● **SHORT EXERCISE**:
Write the next few sentences of the passage about the Airborne Laser Testbed, picking up right after its final sentence.

● **DOCUMENT EXCERPT**:
=====

It shot down a test missile in the boost phase. (See Video below)
It’s also historic, as Boeing brags in a press release, “This experiment marks the first time a laser weapon has engaged and destroyed an in-flight ballistic missile, and the first time that any system has accomplished it in the missile’s boost phase of flight. ALTB has the highest-energy laser ever fired from an aircraft, and is the most powerful mobile laser device in the world.”

Feb. 11, 2010 — An infrared image of the Missile Defense Agency’s Airborne Laser Testbed (right) destroying a threat representative short-range ballistic missile
Funding for the ABL program has been cut back, and critics still think is “pie in the sky” But when building multi-layered missile defense, in which no one system can be counted on 100 percent to stop a (potentially nuclear-tipped) incoming missile, the ABL could be the first best defense against madmen and rogue states.
The flying “star warrior” has several advantages over land-based systems, in that it could be deployed to any place in the world where an unexpected threat emerges, as well as the usual hot spots, like North Korea, if tensions were to rise.

=====

● **Object position labeling entries**:
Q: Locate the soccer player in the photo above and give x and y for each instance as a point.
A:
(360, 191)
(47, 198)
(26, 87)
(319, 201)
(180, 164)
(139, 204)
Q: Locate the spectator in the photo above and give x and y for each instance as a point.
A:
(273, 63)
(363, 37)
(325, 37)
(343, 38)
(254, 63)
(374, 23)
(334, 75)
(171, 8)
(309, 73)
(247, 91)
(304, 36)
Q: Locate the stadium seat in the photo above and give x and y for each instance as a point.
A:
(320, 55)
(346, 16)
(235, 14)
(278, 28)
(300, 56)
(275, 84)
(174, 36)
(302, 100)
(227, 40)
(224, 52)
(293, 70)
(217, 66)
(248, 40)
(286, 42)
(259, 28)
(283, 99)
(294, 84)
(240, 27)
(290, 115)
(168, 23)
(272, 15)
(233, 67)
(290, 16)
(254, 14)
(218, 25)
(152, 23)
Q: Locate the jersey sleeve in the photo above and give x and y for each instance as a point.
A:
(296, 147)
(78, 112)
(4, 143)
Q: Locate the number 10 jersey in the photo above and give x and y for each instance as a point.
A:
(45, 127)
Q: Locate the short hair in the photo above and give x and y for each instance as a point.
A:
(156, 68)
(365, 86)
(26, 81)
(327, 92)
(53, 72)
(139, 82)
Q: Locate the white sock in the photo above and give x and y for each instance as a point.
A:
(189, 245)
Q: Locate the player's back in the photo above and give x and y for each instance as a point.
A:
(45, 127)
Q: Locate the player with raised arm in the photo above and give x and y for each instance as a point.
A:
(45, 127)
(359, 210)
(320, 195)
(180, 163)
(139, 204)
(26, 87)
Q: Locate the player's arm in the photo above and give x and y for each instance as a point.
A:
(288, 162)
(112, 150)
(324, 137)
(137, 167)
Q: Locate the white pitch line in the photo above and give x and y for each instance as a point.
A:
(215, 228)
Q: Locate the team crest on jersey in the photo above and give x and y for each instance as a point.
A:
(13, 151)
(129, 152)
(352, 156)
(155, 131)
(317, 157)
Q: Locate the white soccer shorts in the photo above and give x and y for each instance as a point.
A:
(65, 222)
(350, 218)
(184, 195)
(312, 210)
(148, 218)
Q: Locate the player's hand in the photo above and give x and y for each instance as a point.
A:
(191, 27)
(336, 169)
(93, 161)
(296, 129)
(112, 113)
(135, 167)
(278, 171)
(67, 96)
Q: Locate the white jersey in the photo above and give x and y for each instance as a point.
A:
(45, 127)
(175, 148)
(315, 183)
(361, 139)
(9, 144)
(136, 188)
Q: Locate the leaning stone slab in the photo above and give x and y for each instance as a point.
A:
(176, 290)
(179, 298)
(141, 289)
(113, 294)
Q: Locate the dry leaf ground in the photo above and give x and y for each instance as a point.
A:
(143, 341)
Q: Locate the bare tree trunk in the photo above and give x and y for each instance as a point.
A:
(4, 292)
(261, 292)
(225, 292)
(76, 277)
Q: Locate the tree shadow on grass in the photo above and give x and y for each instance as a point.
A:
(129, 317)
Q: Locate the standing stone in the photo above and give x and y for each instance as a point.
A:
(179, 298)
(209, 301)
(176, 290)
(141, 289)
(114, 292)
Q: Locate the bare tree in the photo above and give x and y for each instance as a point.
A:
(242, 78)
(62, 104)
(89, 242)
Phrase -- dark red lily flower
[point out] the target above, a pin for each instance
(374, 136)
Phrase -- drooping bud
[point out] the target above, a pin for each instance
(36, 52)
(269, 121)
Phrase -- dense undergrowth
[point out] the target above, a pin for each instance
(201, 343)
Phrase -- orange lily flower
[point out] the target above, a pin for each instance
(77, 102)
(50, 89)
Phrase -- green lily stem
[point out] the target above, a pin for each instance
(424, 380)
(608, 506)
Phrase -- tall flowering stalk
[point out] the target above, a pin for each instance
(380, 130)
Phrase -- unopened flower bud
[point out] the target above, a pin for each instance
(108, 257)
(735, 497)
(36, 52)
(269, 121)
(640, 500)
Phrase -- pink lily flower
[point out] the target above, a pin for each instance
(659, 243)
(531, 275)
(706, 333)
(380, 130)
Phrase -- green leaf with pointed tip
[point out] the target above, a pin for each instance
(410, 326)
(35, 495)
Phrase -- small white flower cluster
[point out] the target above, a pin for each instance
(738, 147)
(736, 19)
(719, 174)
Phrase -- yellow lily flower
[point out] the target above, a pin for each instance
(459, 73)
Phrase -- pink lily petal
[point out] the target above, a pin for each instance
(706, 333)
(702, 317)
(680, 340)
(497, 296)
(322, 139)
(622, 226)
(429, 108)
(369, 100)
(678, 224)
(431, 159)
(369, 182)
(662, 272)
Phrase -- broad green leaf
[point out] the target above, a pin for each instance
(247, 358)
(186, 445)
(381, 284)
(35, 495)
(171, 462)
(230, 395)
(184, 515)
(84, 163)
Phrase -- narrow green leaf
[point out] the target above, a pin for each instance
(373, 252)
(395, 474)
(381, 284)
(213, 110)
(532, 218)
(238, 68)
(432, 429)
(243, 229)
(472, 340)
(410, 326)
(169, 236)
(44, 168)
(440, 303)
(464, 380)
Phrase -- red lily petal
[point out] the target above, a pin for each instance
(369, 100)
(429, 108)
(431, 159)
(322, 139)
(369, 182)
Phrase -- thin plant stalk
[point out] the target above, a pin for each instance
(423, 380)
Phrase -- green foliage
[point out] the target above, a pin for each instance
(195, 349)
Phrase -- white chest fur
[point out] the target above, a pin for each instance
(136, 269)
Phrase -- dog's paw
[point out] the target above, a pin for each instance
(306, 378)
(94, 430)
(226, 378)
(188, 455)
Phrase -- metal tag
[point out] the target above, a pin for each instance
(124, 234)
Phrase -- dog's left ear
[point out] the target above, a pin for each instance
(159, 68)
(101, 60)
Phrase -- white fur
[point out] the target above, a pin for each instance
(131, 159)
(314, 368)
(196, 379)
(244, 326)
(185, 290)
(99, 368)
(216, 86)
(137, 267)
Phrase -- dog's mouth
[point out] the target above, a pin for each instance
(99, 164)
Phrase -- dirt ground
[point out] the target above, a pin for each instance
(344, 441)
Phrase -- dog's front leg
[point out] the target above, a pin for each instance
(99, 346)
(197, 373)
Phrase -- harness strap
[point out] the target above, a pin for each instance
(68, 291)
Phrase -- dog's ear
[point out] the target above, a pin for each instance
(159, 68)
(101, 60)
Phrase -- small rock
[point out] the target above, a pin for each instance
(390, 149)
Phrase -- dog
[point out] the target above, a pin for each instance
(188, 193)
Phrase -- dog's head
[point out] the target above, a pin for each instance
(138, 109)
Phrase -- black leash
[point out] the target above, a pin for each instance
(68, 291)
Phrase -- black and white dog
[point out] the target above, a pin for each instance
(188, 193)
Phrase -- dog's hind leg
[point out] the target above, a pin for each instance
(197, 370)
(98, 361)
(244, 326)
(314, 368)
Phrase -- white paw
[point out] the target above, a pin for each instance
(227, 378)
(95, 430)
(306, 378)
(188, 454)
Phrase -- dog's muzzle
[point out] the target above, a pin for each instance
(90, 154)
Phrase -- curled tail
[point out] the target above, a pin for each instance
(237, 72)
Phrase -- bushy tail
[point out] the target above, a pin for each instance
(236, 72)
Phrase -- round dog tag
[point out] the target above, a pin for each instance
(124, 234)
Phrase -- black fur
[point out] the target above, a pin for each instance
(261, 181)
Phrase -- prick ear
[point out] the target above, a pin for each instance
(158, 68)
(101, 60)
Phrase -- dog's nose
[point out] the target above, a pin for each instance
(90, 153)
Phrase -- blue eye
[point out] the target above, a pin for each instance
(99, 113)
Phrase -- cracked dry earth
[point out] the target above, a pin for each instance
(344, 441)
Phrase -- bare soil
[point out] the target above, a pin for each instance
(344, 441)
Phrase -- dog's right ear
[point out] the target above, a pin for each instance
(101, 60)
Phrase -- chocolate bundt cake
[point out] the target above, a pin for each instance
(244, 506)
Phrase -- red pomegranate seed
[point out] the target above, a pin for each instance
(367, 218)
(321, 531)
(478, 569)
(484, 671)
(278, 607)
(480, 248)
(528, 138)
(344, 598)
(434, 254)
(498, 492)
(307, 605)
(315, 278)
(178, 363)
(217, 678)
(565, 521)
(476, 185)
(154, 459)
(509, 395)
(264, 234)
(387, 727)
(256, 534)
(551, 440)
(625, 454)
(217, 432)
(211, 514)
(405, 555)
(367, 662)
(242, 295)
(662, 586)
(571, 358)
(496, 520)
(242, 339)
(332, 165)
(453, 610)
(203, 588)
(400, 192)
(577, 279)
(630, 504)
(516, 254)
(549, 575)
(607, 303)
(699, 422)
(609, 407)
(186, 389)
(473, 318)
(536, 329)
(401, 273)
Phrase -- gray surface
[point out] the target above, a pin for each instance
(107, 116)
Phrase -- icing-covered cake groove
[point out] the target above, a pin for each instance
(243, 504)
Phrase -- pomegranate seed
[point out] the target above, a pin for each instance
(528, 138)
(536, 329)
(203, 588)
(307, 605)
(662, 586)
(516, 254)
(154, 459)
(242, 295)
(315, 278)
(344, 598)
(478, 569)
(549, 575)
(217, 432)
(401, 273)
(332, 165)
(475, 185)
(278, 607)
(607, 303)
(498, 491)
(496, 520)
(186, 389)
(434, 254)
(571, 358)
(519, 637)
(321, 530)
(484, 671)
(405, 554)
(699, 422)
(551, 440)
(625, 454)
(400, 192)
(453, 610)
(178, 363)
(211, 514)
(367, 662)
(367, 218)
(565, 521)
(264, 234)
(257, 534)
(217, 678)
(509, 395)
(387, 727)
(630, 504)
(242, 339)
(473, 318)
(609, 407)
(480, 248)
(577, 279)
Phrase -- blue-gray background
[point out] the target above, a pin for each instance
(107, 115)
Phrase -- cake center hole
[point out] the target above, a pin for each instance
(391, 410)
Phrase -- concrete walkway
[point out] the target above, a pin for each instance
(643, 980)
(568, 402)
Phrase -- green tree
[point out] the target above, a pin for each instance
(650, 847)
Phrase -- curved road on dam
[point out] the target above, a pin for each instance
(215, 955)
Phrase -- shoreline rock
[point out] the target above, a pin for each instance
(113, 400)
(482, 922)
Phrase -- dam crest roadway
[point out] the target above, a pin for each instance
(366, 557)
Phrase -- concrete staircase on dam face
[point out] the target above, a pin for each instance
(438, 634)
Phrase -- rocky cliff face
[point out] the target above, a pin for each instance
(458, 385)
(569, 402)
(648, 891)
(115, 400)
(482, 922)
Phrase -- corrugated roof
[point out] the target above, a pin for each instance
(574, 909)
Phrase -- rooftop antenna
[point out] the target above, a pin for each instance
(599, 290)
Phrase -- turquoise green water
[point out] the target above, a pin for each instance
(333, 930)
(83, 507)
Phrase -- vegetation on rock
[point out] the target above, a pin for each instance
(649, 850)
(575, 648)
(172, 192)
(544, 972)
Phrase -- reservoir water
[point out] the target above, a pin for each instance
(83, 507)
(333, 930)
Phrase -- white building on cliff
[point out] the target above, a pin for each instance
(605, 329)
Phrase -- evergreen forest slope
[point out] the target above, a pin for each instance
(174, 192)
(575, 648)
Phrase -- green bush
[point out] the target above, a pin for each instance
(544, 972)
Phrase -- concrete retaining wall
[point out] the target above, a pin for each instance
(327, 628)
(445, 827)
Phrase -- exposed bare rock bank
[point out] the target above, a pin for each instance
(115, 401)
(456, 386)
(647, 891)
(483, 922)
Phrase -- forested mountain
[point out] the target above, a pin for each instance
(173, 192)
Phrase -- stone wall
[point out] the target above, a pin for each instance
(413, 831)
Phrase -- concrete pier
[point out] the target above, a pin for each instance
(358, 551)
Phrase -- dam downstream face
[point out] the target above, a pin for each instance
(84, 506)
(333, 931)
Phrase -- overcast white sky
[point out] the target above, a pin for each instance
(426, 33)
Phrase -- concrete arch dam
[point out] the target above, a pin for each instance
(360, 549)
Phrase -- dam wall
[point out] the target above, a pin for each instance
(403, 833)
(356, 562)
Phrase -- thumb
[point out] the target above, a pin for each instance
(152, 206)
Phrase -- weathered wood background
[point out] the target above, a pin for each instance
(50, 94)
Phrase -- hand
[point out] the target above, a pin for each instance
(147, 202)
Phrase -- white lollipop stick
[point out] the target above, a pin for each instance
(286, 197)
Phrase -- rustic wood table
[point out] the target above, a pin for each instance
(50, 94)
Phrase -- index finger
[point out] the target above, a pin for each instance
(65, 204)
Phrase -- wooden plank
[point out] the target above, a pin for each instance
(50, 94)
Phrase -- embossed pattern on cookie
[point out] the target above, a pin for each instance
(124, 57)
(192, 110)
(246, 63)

=====

● **REPLY TO THE EXERCISE**:
ICBMs are most vulnerable in their boost phase, when they are filled with fuel, and can be destroyed with a high-energy laser, if you can track it.
Sounds like science fiction, but February 11th it was shown to be science fact.
Is it worth the money? How many layers of defense do we need?
Considering the old saying that one nuclear weapons could ruin your whole day, I subscribe to the redundancy theory of redundancy.
If North Korea, or Iran were to threaten the world with a nuclear armed missile, I would like to know — and I would like for THEM to know — we have a good chance of bringing it down over their territory.